Those with < 2mm displacement can generally be treated conservatively. This usually involves an above-knee cast for up to 4 weeks (to control the rotational component) followed by either a walker boot or below-knee cast for a further 2-4 weeks. This conservative approach is well documented in having a satisfactory outcome.
Those with displacement >2mm generally require intervention to ensure articular congruity of the joint surface is restored. Intervention can occur in different forms; some may be suitable for a closed reduction under procedural sedation (or general anaesthetic). Different reduction techniques exist however longitudinal traction while the knee is flexed followed by internally rotating a maximally dorsiflexed ankle seems to achieve greater anatomic reduction. A review by Lurie et al concluded those left with a residual gap of more than 2.5mm led to worse functional outcomes. Therefore post-reduction radiological confirmation should show minimal displacement (the figure of <2mm tends to be favoured in the literature) otherwise operative intervention is required. Many orthopaedic surgeons favour CT as the post-reduction imaging modality of choice and then follow this reduction with serial radiographs to confirm maintenance of the reduction over time.
Operative intervention can involve K-wire insertion, use of lag screws or a novel technique involving percutaneously inserted wires with arthroscopic or radiological guidance. This new technique is seen as less invasive and as-effective but is technically complex and demanding. If this injury presents with a neurovascular compromise or critical skin then emergent surgery is indicated. This is, thankfully, rare.
What to tell the patient
Recovery: Both operative and conservative measures tend to require up to 8 weeks of immobilisation followed by a rehab phase. This phase will vary depending on the age of the patient. Most patients have a good outcome with 86% having complete recovery and no sequelae. Very few will have pain or limitation of ankle movement. Late presentation and a non-anatomical reduction will increase the risk of this.
These are less common than other ankle fractures; delayed or malunion, osteonecrosis of the distal tibial epiphysis, premature growth arrest and compartment syndrome are all very rare occurrences. Early-onset arthritis can occur, those with late presentations or missed fractures are more at risk.

__STORED DATA__

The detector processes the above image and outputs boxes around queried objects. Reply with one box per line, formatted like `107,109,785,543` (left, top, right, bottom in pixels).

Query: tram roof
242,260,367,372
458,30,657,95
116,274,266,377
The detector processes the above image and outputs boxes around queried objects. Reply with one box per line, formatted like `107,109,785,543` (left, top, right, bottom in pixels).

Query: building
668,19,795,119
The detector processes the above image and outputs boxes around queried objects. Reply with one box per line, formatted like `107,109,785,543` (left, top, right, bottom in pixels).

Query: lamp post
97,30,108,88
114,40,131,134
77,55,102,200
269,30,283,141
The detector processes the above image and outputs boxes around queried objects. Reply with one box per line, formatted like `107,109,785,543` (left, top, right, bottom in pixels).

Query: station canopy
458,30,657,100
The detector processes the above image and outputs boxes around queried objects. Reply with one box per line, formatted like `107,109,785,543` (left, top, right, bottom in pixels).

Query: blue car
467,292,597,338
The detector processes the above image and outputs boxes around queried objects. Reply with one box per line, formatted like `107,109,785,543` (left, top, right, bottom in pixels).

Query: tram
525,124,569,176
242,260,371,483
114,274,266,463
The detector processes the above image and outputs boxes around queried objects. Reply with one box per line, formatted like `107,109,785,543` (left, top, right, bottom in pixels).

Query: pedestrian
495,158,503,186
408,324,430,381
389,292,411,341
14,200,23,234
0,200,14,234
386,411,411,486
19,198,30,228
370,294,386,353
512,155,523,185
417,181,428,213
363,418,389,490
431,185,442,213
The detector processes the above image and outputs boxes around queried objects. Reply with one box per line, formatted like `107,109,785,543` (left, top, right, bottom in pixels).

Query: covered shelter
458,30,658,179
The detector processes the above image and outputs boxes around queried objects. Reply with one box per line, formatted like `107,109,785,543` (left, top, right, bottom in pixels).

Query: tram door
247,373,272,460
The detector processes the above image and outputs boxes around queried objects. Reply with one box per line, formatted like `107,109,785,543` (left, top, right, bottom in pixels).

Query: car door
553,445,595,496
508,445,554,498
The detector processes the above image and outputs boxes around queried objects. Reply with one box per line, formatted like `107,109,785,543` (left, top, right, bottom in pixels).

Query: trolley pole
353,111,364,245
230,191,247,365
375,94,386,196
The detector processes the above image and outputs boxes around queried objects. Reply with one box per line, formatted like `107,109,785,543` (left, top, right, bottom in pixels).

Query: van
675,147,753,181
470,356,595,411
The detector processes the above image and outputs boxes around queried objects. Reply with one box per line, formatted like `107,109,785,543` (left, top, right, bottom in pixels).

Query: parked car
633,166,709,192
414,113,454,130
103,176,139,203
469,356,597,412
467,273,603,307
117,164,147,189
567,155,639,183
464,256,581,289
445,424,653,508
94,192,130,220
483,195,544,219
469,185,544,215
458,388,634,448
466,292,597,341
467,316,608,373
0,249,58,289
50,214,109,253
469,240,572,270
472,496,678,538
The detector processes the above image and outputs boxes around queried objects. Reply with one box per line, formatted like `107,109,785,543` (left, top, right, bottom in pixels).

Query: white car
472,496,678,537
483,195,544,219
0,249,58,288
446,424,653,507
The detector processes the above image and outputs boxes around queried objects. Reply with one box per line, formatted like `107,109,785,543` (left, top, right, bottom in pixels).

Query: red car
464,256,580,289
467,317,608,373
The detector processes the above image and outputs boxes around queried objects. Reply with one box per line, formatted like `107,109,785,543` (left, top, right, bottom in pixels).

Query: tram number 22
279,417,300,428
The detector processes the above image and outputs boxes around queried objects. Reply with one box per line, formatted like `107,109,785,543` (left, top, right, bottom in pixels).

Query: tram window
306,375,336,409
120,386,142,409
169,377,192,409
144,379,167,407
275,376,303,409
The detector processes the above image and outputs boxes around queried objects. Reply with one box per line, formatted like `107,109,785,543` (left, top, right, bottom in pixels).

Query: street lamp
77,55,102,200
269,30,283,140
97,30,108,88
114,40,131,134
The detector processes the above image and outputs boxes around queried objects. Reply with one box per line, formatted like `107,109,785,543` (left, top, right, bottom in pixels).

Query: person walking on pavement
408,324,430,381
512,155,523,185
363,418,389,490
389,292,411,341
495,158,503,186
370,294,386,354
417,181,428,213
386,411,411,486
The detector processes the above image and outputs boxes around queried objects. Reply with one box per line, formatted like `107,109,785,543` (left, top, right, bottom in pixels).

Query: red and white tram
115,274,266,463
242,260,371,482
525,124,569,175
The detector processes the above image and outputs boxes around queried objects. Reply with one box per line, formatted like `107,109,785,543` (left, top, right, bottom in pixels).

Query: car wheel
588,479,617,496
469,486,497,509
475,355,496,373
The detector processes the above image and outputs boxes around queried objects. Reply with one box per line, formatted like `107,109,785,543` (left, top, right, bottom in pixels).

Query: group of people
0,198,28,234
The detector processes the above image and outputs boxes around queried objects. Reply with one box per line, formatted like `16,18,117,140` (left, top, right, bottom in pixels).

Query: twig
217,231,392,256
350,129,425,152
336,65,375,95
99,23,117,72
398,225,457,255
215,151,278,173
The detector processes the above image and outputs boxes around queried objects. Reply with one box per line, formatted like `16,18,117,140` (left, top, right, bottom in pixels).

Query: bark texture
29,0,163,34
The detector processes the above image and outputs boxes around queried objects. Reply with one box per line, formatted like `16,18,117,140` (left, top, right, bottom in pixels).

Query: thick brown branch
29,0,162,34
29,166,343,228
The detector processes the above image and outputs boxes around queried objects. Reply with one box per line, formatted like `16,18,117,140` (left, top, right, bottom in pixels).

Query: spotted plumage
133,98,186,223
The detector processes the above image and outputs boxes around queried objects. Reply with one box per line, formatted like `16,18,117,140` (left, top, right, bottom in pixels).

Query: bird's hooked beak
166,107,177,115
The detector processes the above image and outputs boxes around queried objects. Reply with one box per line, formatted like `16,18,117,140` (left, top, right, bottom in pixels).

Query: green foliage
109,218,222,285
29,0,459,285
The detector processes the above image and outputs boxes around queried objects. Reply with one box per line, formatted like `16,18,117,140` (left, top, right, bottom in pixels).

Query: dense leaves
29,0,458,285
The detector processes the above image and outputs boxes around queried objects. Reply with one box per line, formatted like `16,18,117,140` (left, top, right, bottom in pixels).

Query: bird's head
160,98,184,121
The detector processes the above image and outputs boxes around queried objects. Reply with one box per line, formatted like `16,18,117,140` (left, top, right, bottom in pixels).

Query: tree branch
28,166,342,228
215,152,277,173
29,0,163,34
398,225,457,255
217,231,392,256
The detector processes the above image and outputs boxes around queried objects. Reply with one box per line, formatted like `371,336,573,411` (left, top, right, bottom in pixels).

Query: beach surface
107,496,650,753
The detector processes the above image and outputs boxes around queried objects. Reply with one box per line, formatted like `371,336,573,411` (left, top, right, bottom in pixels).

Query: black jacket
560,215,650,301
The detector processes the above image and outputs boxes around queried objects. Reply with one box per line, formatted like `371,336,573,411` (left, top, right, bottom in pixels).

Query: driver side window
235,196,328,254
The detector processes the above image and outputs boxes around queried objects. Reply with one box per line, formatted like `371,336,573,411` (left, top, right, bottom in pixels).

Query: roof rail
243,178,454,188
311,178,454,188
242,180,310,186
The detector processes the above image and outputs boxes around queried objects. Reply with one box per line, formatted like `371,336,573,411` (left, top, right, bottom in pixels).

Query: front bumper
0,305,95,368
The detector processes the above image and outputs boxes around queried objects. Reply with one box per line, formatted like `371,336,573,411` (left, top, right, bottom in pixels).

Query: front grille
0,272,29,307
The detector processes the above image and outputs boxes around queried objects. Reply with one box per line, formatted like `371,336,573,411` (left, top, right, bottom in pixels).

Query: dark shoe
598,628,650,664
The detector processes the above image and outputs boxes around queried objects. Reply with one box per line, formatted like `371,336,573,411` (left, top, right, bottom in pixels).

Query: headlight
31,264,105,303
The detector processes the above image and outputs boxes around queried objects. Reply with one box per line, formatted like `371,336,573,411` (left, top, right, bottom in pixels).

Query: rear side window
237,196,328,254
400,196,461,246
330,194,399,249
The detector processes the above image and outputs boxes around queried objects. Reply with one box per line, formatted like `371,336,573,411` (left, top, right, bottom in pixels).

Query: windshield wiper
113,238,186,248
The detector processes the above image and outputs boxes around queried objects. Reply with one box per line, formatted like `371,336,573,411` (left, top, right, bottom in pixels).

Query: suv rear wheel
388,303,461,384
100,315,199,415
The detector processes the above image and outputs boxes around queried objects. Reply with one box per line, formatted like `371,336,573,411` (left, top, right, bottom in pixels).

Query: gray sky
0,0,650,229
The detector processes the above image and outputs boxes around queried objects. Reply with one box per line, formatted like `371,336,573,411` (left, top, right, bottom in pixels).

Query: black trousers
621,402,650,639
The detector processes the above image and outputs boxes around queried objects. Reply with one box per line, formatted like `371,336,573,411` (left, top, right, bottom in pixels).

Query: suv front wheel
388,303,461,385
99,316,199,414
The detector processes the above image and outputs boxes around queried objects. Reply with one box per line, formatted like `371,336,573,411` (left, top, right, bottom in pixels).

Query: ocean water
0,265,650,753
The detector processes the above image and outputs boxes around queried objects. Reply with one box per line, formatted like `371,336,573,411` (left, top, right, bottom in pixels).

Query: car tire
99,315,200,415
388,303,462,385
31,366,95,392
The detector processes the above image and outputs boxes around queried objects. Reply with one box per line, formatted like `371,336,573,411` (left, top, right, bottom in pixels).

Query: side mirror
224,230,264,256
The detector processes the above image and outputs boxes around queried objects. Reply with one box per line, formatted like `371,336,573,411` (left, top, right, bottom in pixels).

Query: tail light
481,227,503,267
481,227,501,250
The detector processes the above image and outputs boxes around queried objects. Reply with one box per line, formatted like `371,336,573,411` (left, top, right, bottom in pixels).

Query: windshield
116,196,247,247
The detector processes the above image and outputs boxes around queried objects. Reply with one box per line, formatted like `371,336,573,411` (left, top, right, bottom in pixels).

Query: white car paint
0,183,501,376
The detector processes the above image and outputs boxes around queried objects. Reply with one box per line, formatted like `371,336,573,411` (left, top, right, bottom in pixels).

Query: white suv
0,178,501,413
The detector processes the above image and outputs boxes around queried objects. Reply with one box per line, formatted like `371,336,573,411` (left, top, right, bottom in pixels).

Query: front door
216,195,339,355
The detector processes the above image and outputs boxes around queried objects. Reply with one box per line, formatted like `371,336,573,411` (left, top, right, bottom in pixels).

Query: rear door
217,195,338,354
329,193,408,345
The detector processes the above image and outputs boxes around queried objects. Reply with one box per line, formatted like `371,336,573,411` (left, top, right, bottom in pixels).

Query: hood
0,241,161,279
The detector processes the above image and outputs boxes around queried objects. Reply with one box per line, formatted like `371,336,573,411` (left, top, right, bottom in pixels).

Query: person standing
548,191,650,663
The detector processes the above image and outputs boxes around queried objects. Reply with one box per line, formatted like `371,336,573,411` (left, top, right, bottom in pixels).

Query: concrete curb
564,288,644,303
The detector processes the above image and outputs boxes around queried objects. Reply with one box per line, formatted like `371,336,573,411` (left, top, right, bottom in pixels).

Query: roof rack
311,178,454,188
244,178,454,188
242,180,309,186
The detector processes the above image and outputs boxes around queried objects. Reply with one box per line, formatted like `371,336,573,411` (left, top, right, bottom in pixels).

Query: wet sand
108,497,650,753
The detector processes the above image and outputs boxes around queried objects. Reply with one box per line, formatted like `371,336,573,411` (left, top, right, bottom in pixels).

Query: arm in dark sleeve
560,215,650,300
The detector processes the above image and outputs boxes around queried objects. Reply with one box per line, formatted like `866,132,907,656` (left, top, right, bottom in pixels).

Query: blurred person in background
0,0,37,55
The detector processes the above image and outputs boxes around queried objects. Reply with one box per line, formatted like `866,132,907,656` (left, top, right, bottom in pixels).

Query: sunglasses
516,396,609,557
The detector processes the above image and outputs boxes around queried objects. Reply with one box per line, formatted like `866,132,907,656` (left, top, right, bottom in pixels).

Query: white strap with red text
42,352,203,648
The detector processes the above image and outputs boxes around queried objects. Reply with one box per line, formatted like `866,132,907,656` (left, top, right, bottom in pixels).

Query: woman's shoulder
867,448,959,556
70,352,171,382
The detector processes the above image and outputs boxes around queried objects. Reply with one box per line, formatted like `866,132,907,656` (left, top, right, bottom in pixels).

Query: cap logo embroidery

__WHAT TO DO__
- A) Answer these questions from the ankle fracture text:
(i) For how long is the above-knee cast used in conservative treatment?
(ii) What percentage of patients have complete recovery and no sequelae?
(iii) Which post-reduction imaging modality do many orthopaedic surgeons favor?
- B) Say whether each statement agrees with the ankle fracture text, and quote the words that decide it.
(i) Emergent surgery is indicated when the injury presents with neurovascular compromise.
(ii) The technique using percutaneously inserted wires is technically simple.
(iii) Compartment syndrome is a common complication.
- C) Go on with the ankle fracture text, starting after its final sentence.
The records above come from a different source than the ankle fracture text.

__ANSWERS PER TASK__
- A)
(i) Up to 4 weeks.
(ii) 86%.
(iii) CT.

- B)
(i) Yes: "If this injury presents with a neurovascular compromise or critical skin then emergent surgery is indicated."
(ii) No: "is technically complex and demanding"
(iii) No: "delayed or malunion, osteonecrosis of the distal tibial epiphysis, premature growth arrest and compartment syndrome are all very rare occurrences"

- C)
Operative intervention carries the additional (albeit small) risk of physeal damage from direct pressure by blunt instruments and inadvertent damage to the superficial peroneal nerve.
Radiological evaluation remains controversial. Plain x-ray usually identifies the transitional fracture, and the degree of displacement. However, CT (ideally with 3D reconstruction) is more accurate in estimating the degree of displacement and fracture separation.
CT can help in identifying the number and position of fragments. The issue of whether CT or MRI alters treatment or prognosis when compared with plain X-ray has not been fully investigated. Limited research has been carried out on whether CT, with its greater accuracy, actually affects treatment or patient outcome. Liporace et al in 2012 found that interobserver and intra-observer agreements about primary treatment plans did not differ significantly between radiography alone and radiography plus CT. This showed that the addition of CT did not actually change the impression about the degree of displacement in each case. This raises the question as to whether CT really alters outcomes despite having perceived greater benefits.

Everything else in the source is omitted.